## TAREFAS A CUMPRIR
1. Responda às perguntas abaixo com base no texto sobre liberalismo e totalitarismo.
(a) O que desaparece "no primeiro caso"?
(b) Como é concebido o Estado na "divinização do Estado"?
(c) O que Hegel preparou ao fazer do Estado "a síntese absorvente de toda a sociedade"?
2. Dê continuidade ao texto sobre liberalismo e totalitarismo, começando logo após a última frase.

## TEXTO

-------------------------

“A filosofia liberal e a do Estado
totalitário são duas modalidades do imanentismo moderno no pensamento político.
Aí temos, respectivamente, o imanentismo da liberdade e a divinização do
Estado, concebido como um absoluto, como a encarnação da ideia ética. A
liberdade, para os liberais, deixa de ser ordenada a um fim pessoal
transcendente; e concretamente, na perspectiva do totalitarismo, ela resulta da
total subordinação dos indivíduos e dos grupos ao Estado, isto é, ao fim
imanente deste.
No primeiro caso, a dimensão social
da liberdade desaparece. No segundo caso, o homem é inteiramente socializado
numa completa ‘estatização’ da vida.
Uma das razões dos fracassos a que
se têm exposto as democracias modernas, está em que seus regimes constitucionais,
estruturados segundo os princípios do liberalismo desvinculam o homem dos
grupos orgânicos, cujo fortalecimento preserva as liberdades e cujo
desaparecimento ou enfraquecimento as deixam sem defesa. Em face de tais regimes
de uma liberdade meramente abstrata, Hegel percebeu que nesses grupos as
liberdades concretamente são asseguradas, mas, fazendo do Estado a síntese
absorvente de toda a sociedade, preparou o monismo totalitário.

-------------------------

## MATERIAL EXTRAÍDO
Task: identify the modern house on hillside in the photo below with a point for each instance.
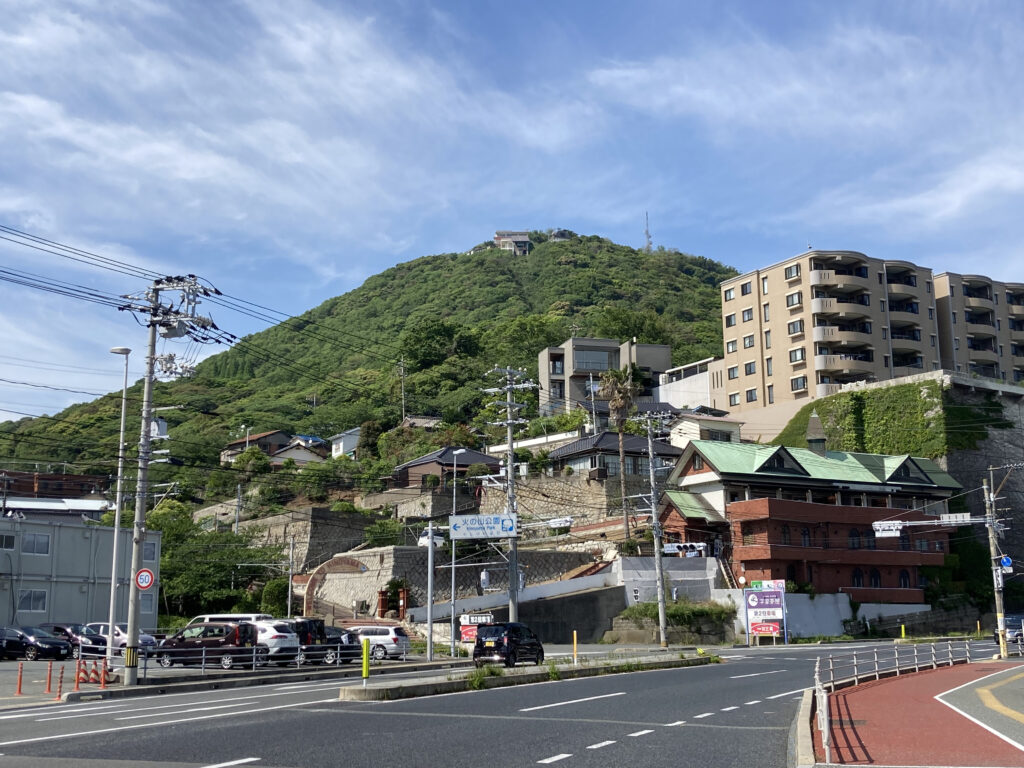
(806, 515)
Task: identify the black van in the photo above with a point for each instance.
(507, 642)
(212, 643)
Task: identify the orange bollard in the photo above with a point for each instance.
(59, 684)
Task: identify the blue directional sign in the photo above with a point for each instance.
(483, 526)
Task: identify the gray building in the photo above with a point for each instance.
(55, 564)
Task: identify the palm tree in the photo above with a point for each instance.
(621, 387)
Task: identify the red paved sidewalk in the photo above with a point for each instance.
(897, 721)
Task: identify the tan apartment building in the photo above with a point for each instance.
(570, 373)
(981, 324)
(802, 328)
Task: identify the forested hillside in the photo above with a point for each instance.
(443, 321)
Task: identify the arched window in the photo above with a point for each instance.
(854, 539)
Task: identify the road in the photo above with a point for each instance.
(739, 712)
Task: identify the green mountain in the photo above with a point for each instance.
(441, 321)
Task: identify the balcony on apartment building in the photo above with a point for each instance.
(977, 293)
(842, 305)
(845, 334)
(853, 275)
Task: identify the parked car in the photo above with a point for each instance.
(508, 642)
(280, 640)
(145, 641)
(385, 642)
(33, 643)
(84, 641)
(223, 643)
(1015, 632)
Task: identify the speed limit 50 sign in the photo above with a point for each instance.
(144, 579)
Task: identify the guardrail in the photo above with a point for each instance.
(832, 673)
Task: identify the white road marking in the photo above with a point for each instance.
(756, 674)
(574, 700)
(161, 723)
(787, 693)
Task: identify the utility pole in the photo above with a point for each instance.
(993, 550)
(172, 323)
(512, 384)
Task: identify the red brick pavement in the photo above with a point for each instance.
(897, 721)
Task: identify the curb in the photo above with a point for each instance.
(384, 692)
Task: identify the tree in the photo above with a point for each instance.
(621, 387)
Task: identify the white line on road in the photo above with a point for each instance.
(756, 674)
(574, 700)
(787, 693)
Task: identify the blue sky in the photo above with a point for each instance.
(287, 151)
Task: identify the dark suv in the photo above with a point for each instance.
(223, 643)
(508, 642)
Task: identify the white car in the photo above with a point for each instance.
(121, 635)
(280, 640)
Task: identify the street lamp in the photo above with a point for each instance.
(112, 614)
(455, 480)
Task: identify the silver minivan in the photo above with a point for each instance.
(385, 642)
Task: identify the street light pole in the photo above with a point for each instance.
(455, 481)
(112, 614)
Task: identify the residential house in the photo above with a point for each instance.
(806, 515)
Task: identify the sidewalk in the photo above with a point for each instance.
(898, 721)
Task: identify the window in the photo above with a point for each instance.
(32, 601)
(36, 544)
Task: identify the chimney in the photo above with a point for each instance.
(815, 434)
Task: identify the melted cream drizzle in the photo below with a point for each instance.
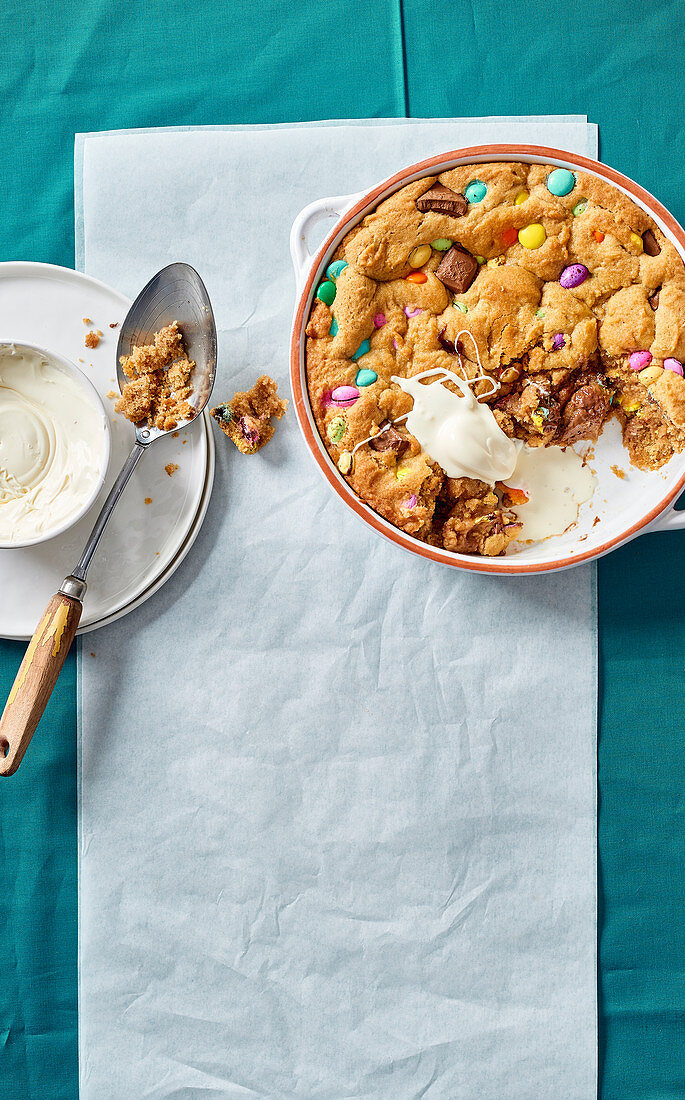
(52, 444)
(463, 437)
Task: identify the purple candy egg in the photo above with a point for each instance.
(639, 360)
(343, 396)
(573, 275)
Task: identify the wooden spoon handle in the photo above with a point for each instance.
(36, 677)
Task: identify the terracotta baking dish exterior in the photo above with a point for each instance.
(621, 507)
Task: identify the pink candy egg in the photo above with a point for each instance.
(639, 360)
(343, 396)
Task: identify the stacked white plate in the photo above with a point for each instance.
(159, 515)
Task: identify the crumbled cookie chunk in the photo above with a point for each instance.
(246, 418)
(575, 300)
(159, 387)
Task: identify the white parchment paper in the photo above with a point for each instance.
(337, 804)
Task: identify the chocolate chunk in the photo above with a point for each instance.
(442, 200)
(651, 244)
(457, 270)
(388, 440)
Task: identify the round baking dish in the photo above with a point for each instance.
(627, 502)
(91, 394)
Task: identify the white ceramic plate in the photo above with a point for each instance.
(144, 542)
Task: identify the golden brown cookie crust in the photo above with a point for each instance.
(246, 418)
(561, 355)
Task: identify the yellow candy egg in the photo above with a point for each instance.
(420, 255)
(533, 235)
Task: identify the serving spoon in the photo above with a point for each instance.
(174, 294)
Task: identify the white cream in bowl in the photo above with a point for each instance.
(54, 444)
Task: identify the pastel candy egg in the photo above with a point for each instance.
(475, 191)
(326, 293)
(364, 347)
(420, 255)
(561, 182)
(573, 275)
(333, 270)
(650, 374)
(337, 429)
(639, 360)
(533, 235)
(344, 396)
(365, 377)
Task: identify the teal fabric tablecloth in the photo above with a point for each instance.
(107, 64)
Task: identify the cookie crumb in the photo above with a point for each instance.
(159, 387)
(246, 418)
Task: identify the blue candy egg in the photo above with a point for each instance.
(365, 377)
(561, 182)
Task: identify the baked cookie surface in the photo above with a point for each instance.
(567, 293)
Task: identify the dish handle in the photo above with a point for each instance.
(672, 519)
(331, 208)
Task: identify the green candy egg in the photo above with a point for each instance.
(327, 293)
(365, 377)
(333, 270)
(561, 182)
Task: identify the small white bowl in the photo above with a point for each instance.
(90, 392)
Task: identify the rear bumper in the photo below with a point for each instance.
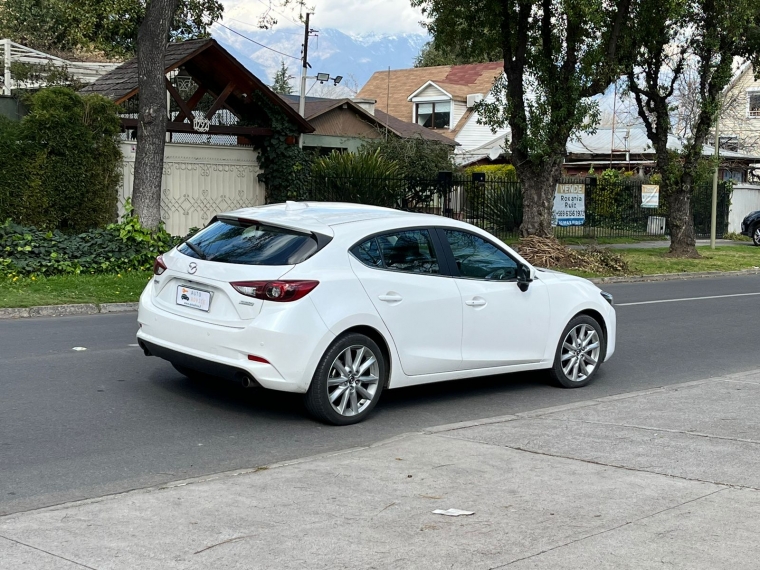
(291, 340)
(194, 363)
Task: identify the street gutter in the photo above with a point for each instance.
(110, 308)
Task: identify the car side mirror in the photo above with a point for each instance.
(524, 277)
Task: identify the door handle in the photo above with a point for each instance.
(390, 298)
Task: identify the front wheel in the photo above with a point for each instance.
(581, 349)
(348, 381)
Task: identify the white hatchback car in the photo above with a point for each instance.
(340, 301)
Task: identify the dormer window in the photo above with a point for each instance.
(434, 115)
(754, 104)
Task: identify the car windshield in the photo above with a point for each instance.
(249, 243)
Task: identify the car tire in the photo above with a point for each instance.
(189, 372)
(579, 353)
(348, 381)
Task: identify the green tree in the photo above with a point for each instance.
(706, 36)
(281, 83)
(557, 54)
(107, 26)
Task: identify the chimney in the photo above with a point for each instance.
(366, 104)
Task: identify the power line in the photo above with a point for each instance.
(270, 7)
(258, 43)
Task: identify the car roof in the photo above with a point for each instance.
(321, 217)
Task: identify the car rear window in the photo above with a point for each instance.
(249, 243)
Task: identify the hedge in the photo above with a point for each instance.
(60, 167)
(26, 250)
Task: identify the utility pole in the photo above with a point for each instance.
(302, 96)
(714, 206)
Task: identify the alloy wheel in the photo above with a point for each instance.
(580, 352)
(353, 380)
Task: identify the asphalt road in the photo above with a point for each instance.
(80, 424)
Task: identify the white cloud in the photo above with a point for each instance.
(352, 17)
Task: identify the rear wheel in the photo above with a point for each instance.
(581, 349)
(348, 381)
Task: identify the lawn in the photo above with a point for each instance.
(652, 261)
(60, 290)
(65, 289)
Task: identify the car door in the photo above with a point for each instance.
(422, 307)
(501, 325)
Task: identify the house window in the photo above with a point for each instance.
(434, 115)
(754, 104)
(729, 142)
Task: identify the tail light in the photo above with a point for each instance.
(279, 291)
(159, 266)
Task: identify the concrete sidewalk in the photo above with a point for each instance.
(664, 243)
(666, 478)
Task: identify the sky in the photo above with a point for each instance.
(352, 17)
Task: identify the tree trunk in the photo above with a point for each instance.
(538, 186)
(682, 238)
(152, 114)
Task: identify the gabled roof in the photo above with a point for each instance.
(204, 59)
(391, 89)
(317, 106)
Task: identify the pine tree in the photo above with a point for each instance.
(281, 84)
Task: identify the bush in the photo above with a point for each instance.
(364, 178)
(126, 246)
(60, 166)
(414, 157)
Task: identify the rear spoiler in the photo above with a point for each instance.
(323, 237)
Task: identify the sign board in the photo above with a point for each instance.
(650, 196)
(569, 205)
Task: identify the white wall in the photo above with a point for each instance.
(199, 182)
(744, 199)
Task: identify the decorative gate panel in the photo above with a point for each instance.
(199, 181)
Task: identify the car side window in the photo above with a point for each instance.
(411, 251)
(368, 253)
(477, 258)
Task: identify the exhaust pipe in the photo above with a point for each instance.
(248, 382)
(142, 345)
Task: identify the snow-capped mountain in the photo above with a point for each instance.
(356, 58)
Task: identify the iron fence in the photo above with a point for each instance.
(610, 208)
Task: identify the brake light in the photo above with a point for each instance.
(159, 266)
(279, 291)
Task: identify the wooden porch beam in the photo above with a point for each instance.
(220, 100)
(174, 127)
(178, 98)
(191, 104)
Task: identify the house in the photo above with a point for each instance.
(740, 116)
(624, 148)
(440, 99)
(345, 124)
(218, 120)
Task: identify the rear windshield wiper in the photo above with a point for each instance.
(196, 249)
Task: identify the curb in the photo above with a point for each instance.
(67, 310)
(673, 276)
(439, 430)
(103, 308)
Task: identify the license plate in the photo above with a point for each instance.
(193, 298)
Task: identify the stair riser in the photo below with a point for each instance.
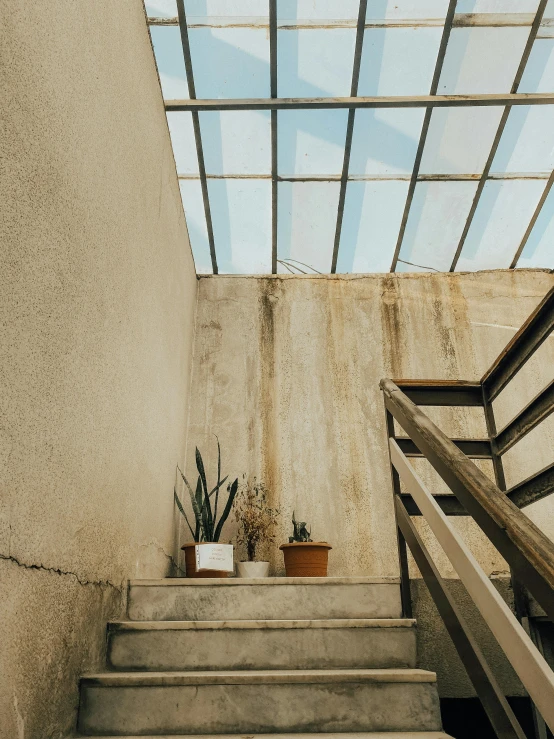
(249, 602)
(216, 709)
(258, 649)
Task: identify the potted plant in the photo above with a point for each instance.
(256, 526)
(304, 557)
(205, 504)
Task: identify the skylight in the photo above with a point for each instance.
(295, 175)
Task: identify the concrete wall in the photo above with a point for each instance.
(97, 301)
(286, 373)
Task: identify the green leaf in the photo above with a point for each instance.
(180, 507)
(207, 508)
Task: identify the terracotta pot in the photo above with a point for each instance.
(306, 559)
(190, 564)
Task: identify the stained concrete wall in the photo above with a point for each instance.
(97, 300)
(286, 373)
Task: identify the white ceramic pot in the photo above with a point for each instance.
(252, 569)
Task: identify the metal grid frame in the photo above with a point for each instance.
(352, 103)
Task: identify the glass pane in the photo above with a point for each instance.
(182, 140)
(398, 61)
(191, 194)
(307, 221)
(166, 41)
(539, 71)
(496, 6)
(527, 144)
(459, 140)
(241, 218)
(311, 142)
(437, 218)
(372, 215)
(539, 249)
(322, 10)
(385, 141)
(236, 142)
(315, 62)
(161, 8)
(503, 214)
(230, 62)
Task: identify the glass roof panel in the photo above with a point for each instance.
(539, 249)
(496, 6)
(230, 62)
(504, 211)
(311, 141)
(307, 220)
(437, 218)
(238, 142)
(398, 61)
(191, 195)
(482, 60)
(315, 44)
(166, 41)
(372, 215)
(241, 217)
(385, 141)
(315, 62)
(182, 140)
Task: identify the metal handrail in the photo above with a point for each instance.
(529, 664)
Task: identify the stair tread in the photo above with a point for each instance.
(246, 677)
(203, 582)
(334, 623)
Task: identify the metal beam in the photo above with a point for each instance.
(501, 126)
(349, 129)
(497, 708)
(536, 487)
(531, 225)
(273, 93)
(376, 177)
(197, 133)
(424, 130)
(523, 345)
(526, 420)
(442, 392)
(399, 101)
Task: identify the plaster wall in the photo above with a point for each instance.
(97, 303)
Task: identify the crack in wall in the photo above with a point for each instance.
(57, 571)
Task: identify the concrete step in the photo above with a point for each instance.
(262, 645)
(235, 599)
(275, 701)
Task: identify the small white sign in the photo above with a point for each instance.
(211, 556)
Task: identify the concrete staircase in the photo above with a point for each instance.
(303, 656)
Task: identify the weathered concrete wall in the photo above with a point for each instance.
(97, 300)
(286, 373)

-------------------------

## RESPOSTAS ESPERADAS
1.
(a) A dimensão social da liberdade.
(b) Como um absoluto, como a encarnação da ideia ética.
(c) O monismo totalitário.

2.
O liberalismo desconhece o princípio
de subsidiariedade, fundado na autonomia dos grupos intermediários: em relação aos
quais o Estado deve exercer uma função supletiva, para atender às suas deficiências.
Por falta desse enquadramento social, abandona as liberdades individuais umas
em face das outras, deixando-as, assim, desprotegidas para enfrentar a concorrência.
Dessa forma, na competição da struggle
for life, a liberdade dos mais fracos parece ante a dos mais fortes.
Daí facilmente se passa ao
totalitarismo, pois o Estado encontra caminho preparado para exercer uma
liberdade onímoda na direção da vida social, suprimindo a falta dos grupos e
anulando as liberdades individuais.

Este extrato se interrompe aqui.